Brief → An identical transcription of the records is required.

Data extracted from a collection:
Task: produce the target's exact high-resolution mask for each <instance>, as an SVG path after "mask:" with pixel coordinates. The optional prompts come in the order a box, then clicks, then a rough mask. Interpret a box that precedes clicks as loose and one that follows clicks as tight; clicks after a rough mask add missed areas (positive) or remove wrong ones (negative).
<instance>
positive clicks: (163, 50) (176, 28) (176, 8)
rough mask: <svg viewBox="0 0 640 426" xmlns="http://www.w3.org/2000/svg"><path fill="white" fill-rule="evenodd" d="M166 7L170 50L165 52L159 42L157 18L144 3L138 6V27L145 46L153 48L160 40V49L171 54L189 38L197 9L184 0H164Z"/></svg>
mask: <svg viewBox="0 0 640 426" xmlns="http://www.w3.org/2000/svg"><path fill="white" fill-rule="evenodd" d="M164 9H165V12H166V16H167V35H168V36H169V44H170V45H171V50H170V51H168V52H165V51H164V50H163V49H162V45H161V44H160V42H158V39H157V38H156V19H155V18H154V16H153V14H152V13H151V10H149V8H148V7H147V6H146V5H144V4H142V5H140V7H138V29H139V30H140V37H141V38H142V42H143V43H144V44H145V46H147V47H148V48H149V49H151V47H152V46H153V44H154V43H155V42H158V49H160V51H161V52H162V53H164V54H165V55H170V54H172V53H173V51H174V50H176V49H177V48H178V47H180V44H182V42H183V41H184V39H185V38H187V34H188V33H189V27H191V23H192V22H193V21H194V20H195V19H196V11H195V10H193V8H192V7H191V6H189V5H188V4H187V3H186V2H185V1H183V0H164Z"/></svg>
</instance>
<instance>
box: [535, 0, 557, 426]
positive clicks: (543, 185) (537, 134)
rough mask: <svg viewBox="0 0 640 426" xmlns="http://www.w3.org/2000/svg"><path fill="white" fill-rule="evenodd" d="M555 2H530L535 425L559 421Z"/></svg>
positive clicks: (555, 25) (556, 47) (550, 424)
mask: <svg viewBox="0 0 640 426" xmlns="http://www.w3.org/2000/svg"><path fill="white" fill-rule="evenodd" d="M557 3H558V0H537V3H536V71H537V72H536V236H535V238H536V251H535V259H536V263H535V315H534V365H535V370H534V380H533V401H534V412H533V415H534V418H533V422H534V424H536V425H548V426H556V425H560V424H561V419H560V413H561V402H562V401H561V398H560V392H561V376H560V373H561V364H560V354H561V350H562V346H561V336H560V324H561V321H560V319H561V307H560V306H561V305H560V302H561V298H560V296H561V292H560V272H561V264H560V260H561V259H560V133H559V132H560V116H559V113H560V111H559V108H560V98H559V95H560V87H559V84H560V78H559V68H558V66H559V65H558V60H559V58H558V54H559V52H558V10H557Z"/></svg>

Response to the task →
Task: produce the target's exact high-resolution mask for each <instance>, as an SVG path after "mask:" with pixel coordinates. The optional prompts come in the order a box, then clicks, then a rough mask. Interpret a box that precedes clicks as loose and one that follows clicks as tight; clicks after a rough mask add missed areas (positive) or remove wrong ones (negative).
<instance>
positive clicks: (163, 50) (176, 28) (176, 8)
rough mask: <svg viewBox="0 0 640 426" xmlns="http://www.w3.org/2000/svg"><path fill="white" fill-rule="evenodd" d="M166 7L170 50L165 52L159 42L157 18L144 3L138 6V27L145 46L153 48L160 40V49L171 54L189 38L197 9L184 0H164Z"/></svg>
mask: <svg viewBox="0 0 640 426" xmlns="http://www.w3.org/2000/svg"><path fill="white" fill-rule="evenodd" d="M164 9H165V12H166V16H167V35H168V36H169V44H170V45H171V50H170V51H168V52H165V51H164V50H163V49H162V45H161V44H160V42H158V39H157V38H156V19H155V18H154V16H153V14H152V13H151V10H149V8H148V7H147V6H146V5H144V4H142V5H140V7H138V29H139V30H140V37H141V38H142V42H143V43H144V44H145V46H147V47H148V48H149V49H151V47H152V46H153V44H154V43H155V42H158V49H160V51H161V52H162V53H164V54H165V55H170V54H172V53H173V51H174V50H176V49H177V48H178V47H180V44H182V42H183V41H184V39H185V38H187V34H188V33H189V27H191V23H192V22H193V21H194V20H195V19H196V11H195V10H193V8H192V7H191V6H189V5H188V4H187V3H186V2H185V1H183V0H164Z"/></svg>
</instance>
<instance>
box: [535, 0, 557, 426]
positive clicks: (543, 185) (537, 134)
rough mask: <svg viewBox="0 0 640 426" xmlns="http://www.w3.org/2000/svg"><path fill="white" fill-rule="evenodd" d="M555 2H530L535 425L559 421Z"/></svg>
positive clicks: (555, 25) (556, 47) (550, 424)
mask: <svg viewBox="0 0 640 426" xmlns="http://www.w3.org/2000/svg"><path fill="white" fill-rule="evenodd" d="M557 3H558V0H537V3H536V71H537V72H536V236H535V238H536V251H535V259H536V263H535V315H534V365H535V370H534V380H533V401H534V412H533V415H534V418H533V422H534V424H536V425H548V426H556V425H560V424H561V419H560V413H561V402H562V401H561V398H560V392H561V376H560V373H561V364H560V354H561V350H562V346H561V336H560V324H561V321H560V319H561V307H560V306H561V305H560V302H561V298H560V296H561V292H560V272H561V264H560V260H561V259H560V133H559V132H560V116H559V113H560V111H559V108H560V98H559V95H560V87H559V84H560V78H559V68H558V66H559V65H558V60H559V58H558V54H559V52H558V10H557Z"/></svg>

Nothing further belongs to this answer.